Rewrite the lines below, changing every "plate rim" to "cup handle" and leaving everything else the same. Leave the pictures out.
********
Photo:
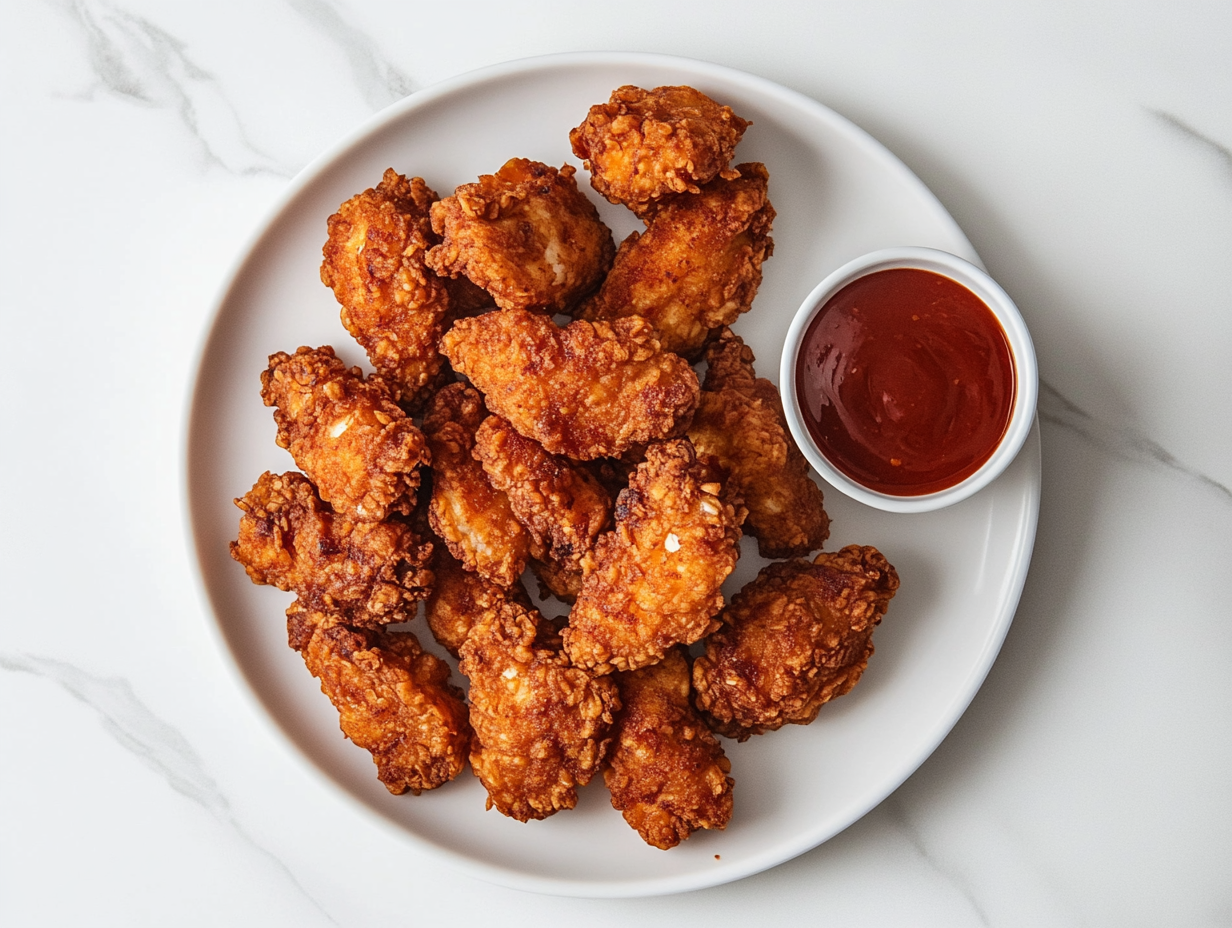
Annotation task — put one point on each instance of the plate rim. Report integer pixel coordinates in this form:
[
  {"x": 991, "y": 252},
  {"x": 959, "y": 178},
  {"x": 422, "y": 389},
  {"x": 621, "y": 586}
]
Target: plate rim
********
# Task output:
Photo:
Annotation task — put one point on each instance of the cup handle. Report integer pixel coordinates in this form:
[
  {"x": 991, "y": 252},
  {"x": 959, "y": 178},
  {"x": 422, "y": 389},
  {"x": 621, "y": 586}
]
Target: cup handle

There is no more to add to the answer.